## begin Supplied material

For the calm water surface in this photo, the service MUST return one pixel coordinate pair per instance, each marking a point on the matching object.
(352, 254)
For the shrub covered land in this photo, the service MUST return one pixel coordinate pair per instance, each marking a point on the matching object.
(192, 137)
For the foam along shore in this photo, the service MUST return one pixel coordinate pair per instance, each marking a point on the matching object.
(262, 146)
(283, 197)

## end Supplied material
## begin Supplied material

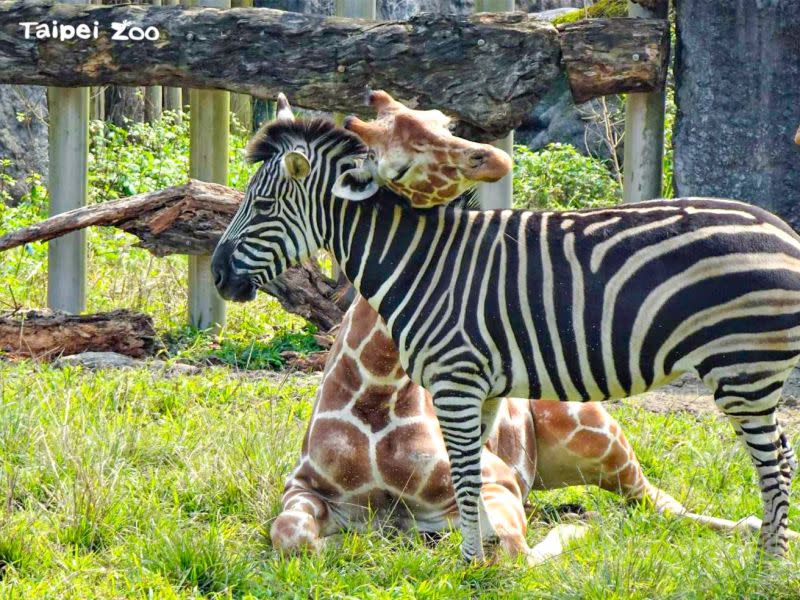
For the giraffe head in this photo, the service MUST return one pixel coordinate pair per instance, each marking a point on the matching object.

## end Supplied material
## begin Supplied material

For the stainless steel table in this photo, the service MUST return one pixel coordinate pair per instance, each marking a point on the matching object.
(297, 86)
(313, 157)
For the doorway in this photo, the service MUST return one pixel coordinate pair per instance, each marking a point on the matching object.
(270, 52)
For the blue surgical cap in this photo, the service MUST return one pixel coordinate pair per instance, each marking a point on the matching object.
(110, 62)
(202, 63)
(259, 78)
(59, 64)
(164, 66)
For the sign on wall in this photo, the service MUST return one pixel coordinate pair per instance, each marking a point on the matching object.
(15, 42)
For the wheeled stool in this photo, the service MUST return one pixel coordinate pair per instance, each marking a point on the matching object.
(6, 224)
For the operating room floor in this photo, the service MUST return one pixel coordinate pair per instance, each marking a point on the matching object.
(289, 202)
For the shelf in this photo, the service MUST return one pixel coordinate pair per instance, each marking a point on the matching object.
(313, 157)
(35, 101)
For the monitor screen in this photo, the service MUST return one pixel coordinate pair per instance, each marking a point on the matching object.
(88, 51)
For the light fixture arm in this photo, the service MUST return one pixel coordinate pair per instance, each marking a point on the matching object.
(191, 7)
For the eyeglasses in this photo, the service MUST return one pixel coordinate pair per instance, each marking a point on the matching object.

## end Supplied material

**Exercise**
Copy out the items verbatim from the line with "For the wheeled" to the line with "For the eyeglasses", including both of those lines.

**Full answer**
For the wheeled stool in this photo, the service MUST return one pixel coordinate pair per instance, each marking a point on the matching object.
(6, 224)
For the operating room floor in this photo, the service MUST return one pixel coordinate pair per instance, each marking a point on the matching object.
(289, 202)
For the shelf in this photo, the service MUST return one pixel coordinate pair per instance, each marking a point on the matching object.
(313, 157)
(35, 101)
For the monitor screen in this photo, the service MUST return one pixel coordinate pair per instance, each marking a point on the matching object.
(88, 51)
For the light fixture arm in this photo, the service MUST return one pixel coordinate pair per instance, each marking a point on the matching object.
(191, 7)
For the eyeglasses in this photo, the service MUST return one pixel coordinate pair per instance, each marking a point on the matching object.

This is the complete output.